• _Exercise_
Print verbatim every line starting at the one that contains "Pass the picture above and point out the child's knee, giving" and ending at the final line of the records; include both endpoints.
-=-=-
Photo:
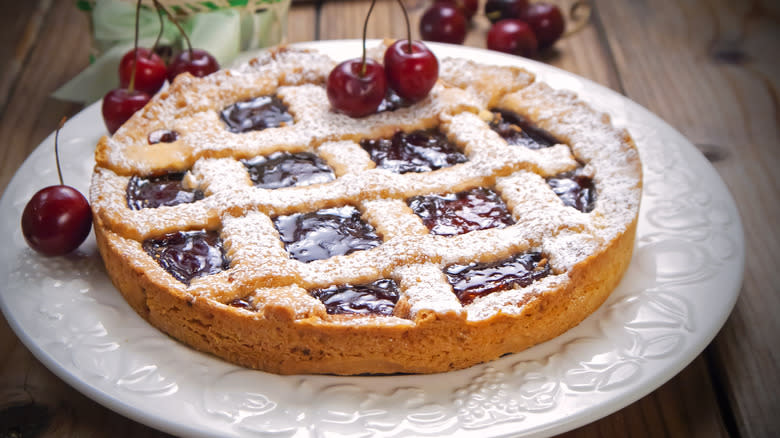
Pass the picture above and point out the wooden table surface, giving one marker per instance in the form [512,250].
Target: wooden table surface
[708,67]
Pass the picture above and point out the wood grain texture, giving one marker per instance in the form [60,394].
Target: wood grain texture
[30,115]
[19,36]
[715,77]
[301,23]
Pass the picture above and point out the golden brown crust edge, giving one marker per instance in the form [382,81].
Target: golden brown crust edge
[274,341]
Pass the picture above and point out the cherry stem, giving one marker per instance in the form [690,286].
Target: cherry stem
[580,15]
[365,31]
[162,28]
[131,85]
[408,27]
[56,148]
[159,6]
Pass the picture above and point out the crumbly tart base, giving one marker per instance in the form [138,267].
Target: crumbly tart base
[287,331]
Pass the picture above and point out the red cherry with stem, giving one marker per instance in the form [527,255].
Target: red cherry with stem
[547,22]
[121,103]
[512,36]
[412,70]
[356,88]
[196,62]
[57,219]
[150,72]
[468,7]
[443,23]
[496,10]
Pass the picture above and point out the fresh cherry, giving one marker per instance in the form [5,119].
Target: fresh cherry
[356,88]
[57,218]
[150,73]
[196,62]
[468,7]
[546,21]
[121,103]
[412,70]
[512,36]
[496,10]
[443,23]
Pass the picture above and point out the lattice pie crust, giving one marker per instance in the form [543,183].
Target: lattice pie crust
[280,326]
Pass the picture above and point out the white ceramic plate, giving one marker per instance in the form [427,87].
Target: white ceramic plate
[680,287]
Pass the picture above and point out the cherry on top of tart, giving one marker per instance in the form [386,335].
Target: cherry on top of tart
[458,213]
[418,151]
[256,114]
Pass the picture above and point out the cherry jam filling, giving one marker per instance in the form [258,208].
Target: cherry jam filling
[188,254]
[162,136]
[458,213]
[392,102]
[283,169]
[377,298]
[575,190]
[242,303]
[256,114]
[325,233]
[479,279]
[418,151]
[519,131]
[158,191]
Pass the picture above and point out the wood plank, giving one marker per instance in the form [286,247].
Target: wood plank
[30,115]
[581,53]
[19,36]
[301,23]
[710,69]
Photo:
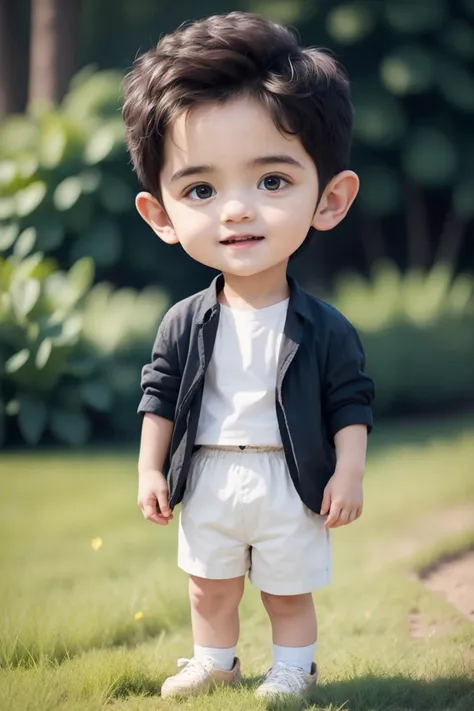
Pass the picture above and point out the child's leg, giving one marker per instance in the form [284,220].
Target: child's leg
[215,622]
[293,619]
[215,611]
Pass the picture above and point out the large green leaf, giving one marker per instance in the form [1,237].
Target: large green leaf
[107,139]
[116,195]
[32,419]
[49,234]
[103,243]
[30,198]
[8,235]
[69,426]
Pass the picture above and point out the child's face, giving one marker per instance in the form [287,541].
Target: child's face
[243,177]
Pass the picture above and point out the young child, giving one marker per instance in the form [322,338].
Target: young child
[256,405]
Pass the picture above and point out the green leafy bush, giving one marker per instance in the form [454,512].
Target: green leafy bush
[65,171]
[418,333]
[70,355]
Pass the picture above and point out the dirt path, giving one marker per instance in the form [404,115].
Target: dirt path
[454,580]
[426,531]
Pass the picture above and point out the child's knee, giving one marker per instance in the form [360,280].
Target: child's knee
[285,605]
[215,595]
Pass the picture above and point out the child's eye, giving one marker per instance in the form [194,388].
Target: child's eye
[273,182]
[200,192]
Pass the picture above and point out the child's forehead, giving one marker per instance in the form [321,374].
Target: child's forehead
[239,130]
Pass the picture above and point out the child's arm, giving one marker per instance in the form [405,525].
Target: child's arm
-=-=-
• _Response to the task_
Pass the picture above and point out the child's knee, giving one marker per instance in the form [360,280].
Target: child's knee
[285,605]
[215,595]
Pass the picture above and point out the child's eye, giving one marker per instance in the form [194,388].
Target: child's eye
[273,182]
[200,192]
Pass the picture above and point out the child's forehead, giving one marker per instance in the form [321,374].
Target: child's forehead
[239,130]
Pass the picture above and point out the child's arm, giving one marker per instance in the form [405,525].
Target: child's arm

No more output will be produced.